(Dataset excerpts on pointing at objects)
◇ ◇ ◇
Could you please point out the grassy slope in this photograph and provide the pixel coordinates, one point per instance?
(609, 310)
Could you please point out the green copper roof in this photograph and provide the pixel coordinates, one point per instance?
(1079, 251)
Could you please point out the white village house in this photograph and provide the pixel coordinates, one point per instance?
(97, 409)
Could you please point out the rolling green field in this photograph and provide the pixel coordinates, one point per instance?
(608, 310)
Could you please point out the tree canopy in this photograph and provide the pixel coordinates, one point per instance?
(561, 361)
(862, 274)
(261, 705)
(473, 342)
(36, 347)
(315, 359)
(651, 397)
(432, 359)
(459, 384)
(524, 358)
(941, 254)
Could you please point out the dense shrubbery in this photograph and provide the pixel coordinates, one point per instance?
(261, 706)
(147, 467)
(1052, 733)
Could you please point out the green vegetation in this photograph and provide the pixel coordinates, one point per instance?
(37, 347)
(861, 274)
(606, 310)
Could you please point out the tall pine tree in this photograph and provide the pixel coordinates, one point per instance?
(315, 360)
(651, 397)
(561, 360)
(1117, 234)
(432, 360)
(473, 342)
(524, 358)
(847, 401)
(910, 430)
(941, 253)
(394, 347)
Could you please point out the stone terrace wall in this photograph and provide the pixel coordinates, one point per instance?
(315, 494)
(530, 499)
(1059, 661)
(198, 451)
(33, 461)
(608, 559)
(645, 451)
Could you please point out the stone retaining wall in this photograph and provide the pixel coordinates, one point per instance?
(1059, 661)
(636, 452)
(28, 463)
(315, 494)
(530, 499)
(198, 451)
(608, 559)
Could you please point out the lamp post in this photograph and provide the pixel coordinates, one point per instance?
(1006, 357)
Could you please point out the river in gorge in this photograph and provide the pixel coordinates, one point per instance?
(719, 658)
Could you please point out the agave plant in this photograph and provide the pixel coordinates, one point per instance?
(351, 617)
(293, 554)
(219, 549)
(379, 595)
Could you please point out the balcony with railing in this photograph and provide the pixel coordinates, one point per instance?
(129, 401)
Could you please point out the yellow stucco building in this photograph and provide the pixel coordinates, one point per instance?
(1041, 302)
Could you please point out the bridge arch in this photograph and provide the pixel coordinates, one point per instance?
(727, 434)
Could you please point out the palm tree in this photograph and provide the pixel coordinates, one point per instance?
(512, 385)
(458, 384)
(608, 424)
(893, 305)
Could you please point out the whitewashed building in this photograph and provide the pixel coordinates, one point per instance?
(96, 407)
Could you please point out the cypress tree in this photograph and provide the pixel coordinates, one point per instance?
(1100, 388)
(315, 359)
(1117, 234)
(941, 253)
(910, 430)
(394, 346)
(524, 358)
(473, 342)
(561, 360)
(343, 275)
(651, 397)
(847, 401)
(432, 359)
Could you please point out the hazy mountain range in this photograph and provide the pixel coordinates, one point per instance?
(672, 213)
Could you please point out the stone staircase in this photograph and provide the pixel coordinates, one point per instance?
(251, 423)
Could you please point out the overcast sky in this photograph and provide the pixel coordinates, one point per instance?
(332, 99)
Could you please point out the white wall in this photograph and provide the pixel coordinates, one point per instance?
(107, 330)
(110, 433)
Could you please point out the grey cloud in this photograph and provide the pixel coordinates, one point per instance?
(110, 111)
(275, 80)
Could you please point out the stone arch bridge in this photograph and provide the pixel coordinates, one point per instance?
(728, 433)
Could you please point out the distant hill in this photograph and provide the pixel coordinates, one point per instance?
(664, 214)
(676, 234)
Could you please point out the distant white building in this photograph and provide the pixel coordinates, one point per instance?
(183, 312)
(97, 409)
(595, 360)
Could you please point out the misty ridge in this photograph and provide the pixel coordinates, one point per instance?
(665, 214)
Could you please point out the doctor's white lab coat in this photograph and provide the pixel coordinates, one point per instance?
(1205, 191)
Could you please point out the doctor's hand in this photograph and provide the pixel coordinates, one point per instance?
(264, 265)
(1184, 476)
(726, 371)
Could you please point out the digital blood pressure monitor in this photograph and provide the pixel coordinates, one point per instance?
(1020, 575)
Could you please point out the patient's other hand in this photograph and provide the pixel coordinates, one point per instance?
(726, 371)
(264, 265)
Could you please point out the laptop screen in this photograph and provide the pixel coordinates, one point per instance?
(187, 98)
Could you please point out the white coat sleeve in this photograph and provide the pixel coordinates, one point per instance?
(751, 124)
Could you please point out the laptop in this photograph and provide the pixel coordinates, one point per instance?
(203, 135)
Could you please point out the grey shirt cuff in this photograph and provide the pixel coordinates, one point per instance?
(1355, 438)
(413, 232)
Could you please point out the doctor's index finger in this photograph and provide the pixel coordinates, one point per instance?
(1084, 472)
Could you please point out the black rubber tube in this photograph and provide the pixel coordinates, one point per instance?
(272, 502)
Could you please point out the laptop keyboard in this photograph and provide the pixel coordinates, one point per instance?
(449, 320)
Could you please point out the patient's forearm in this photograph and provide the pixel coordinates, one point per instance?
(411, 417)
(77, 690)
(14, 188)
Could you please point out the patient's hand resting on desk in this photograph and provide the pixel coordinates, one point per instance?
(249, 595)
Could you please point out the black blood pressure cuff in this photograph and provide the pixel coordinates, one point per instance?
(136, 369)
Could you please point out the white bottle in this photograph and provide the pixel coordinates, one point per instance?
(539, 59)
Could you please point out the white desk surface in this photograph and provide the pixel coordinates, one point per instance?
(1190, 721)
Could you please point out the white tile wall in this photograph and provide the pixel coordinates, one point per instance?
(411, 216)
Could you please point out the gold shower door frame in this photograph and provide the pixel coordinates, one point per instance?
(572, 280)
◇ ◇ ◇
Repeat the lines, changing "one point per instance" to "one point for each instance" wherever it occurs and leaving everything else unchanged.

Could you please point out the grassy slope in this photograph and provide the pixel coordinates, one point for each instance?
(609, 310)
Could you please point out the green copper roof in this photograph and provide the pixel coordinates, one point for each instance?
(1079, 251)
Could you please point out the white village house in this photograph and provide the pixel coordinates, one point for each instance?
(97, 409)
Could you please point out the rolling green field in this photograph and provide the pixel coordinates, one point for each instance?
(608, 310)
Could you please point out the tree canopy in this photograph and provide the pixel coordinates, one point for each instance?
(561, 361)
(862, 274)
(261, 705)
(473, 342)
(36, 347)
(315, 359)
(651, 397)
(432, 359)
(459, 384)
(524, 358)
(941, 254)
Could you please point out the dense shrubbery in this photograph and provide the pixel coordinates, one point for each instance?
(261, 706)
(147, 467)
(1052, 733)
Could you please point out the green vegetation in this photograph and provide the pixel coordinates, one point for each instance?
(37, 347)
(861, 274)
(606, 310)
Could you please point out the tall pine tree in this photograph and provide the pixel coordinates, one point for each instance?
(315, 360)
(651, 397)
(561, 360)
(1117, 234)
(432, 360)
(473, 342)
(524, 358)
(847, 401)
(910, 430)
(941, 253)
(394, 347)
Could you please point out the stone terrace wall in this photograph and provide the pixel coordinates, one point for each instance?
(315, 494)
(530, 499)
(1059, 661)
(198, 451)
(33, 461)
(608, 559)
(645, 451)
Could you please point out the stone retaining wall in this photograph and provide the pixel coordinates, one point for each instance?
(1059, 661)
(636, 452)
(28, 463)
(315, 494)
(530, 499)
(198, 451)
(608, 559)
Could you please point out the lamp post in this photograph and provide the pixel coordinates, one point for each instance?
(1006, 357)
Could you please point out the river in gorge in this photograph and provide the pixel coordinates, one point for each instance?
(719, 658)
Could you please point out the agave plant in this photograph and provide the pixel coordinates, one point for each instance?
(351, 617)
(293, 554)
(219, 549)
(379, 595)
Could you please point out the balcony with railing in this photograph and provide the pixel coordinates, one point for each instance?
(129, 401)
Could you please point out the yellow stucco building in this photograph and provide the pixel coordinates, one point for each instance?
(1041, 302)
Could you please point out the bridge arch in this photograph and provide the pixel coordinates, one point for each instance?
(727, 434)
Could you please point out the palm tree in this photograph and provide the pixel coordinates, one point for each instance?
(512, 385)
(458, 384)
(608, 424)
(893, 305)
Could you please point out the whitewashed building in this photograph and provide the pixel coordinates, one point for each instance?
(96, 407)
Could you please point out the cypress tree in this photograph and provide the pixel coordinates, one point for each instance?
(1100, 388)
(315, 359)
(1117, 234)
(941, 253)
(910, 430)
(394, 346)
(524, 358)
(473, 342)
(561, 360)
(343, 275)
(651, 397)
(847, 401)
(432, 359)
Could you please point out the hazy mountain range in this photograph and provide the pixel coordinates, one point for each instance?
(672, 213)
Could you please point out the stone staircase in this photograph and provide the pixel coordinates, one point for each instance?
(251, 423)
Could you please point out the overcast sky in this photograph and provide the pixel coordinates, one point for each instance?
(332, 99)
Could you please point out the white wall in this photograph and provide the pixel coordinates, one point for each instance?
(107, 330)
(110, 433)
Could you please point out the grey cloud in this photograph and provide the pixel coordinates, one point for each instance?
(110, 111)
(275, 80)
Could you please point out the stone arch bridge in this photograph and provide the pixel coordinates, one point for each instance?
(728, 433)
Could you please point out the distant hill in this photograph and provide the pixel coordinates, one point for each instance?
(664, 214)
(676, 234)
Could you please point out the distant white building in this photograph and provide the pixel coordinates, one point for each instance?
(183, 312)
(97, 409)
(595, 360)
Could you please point out the misty ridge in this photograph and provide the pixel coordinates, one point for each instance?
(665, 214)
Could you please point out the doctor's white lab coat in this photograph and provide the pixel coordinates, one point for each instance?
(1205, 191)
Could you please point out the doctor's hand in this photograph and provide the pixel coordinates, one point for each instance?
(264, 265)
(1184, 476)
(726, 371)
Could you please point out the digital blood pressure monitor in this photograph and provide the pixel coordinates, one point for each instance?
(1020, 575)
Could you please point out the patient's other hand in this photograph and provide the pixel coordinates, one point for each instance?
(726, 371)
(264, 265)
Could you please point out the laptop screen in this photograph and provide the pixel coordinates, one point for each instance?
(187, 98)
Could you please point out the white coat sleeve in this photograph and provide the pixel coordinates, one point for each instance?
(751, 124)
Could you please point out the laptop in this photograph and provide the pixel coordinates, one point for each instance?
(203, 135)
Could you please point out the grey shirt cuff in this photograph and provide the pixel coordinates, one point for each instance?
(1355, 438)
(413, 232)
Could you please point out the doctor's index finger in this photograph and provide the pixel coordinates, one point for each instance?
(1084, 472)
Could you please point out the black rubber tube in this photograph and provide the pixel coordinates, one point for each instance?
(272, 502)
Could you please point out the laptop keyboard in this photograph and provide the pixel coordinates, one point for each instance?
(449, 320)
Could you please point out the patient's forearm in this photograph and provide the pixel coordinates, one point for each instance?
(411, 417)
(77, 690)
(14, 188)
Could you please point out the patient's hand resting on desk in this photograph and provide the pixel coordinates, one point for each instance?
(249, 595)
Could you please point out the black blood pressure cuff in this photograph and provide the pixel coordinates, one point for each instance?
(136, 369)
Could you please point out the white bottle in this photograph and provide the pixel coordinates, one point for each instance?
(539, 59)
Could you please point out the white desk surface in this photograph and provide the pixel coordinates, one point for each instance?
(1190, 721)
Could you please point out the white tile wall in this photograph and provide the pixel coordinates, one point for each instance?
(411, 216)
Could you please point out the gold shower door frame in this photograph and provide the pixel coordinates, one point for each instance?
(572, 280)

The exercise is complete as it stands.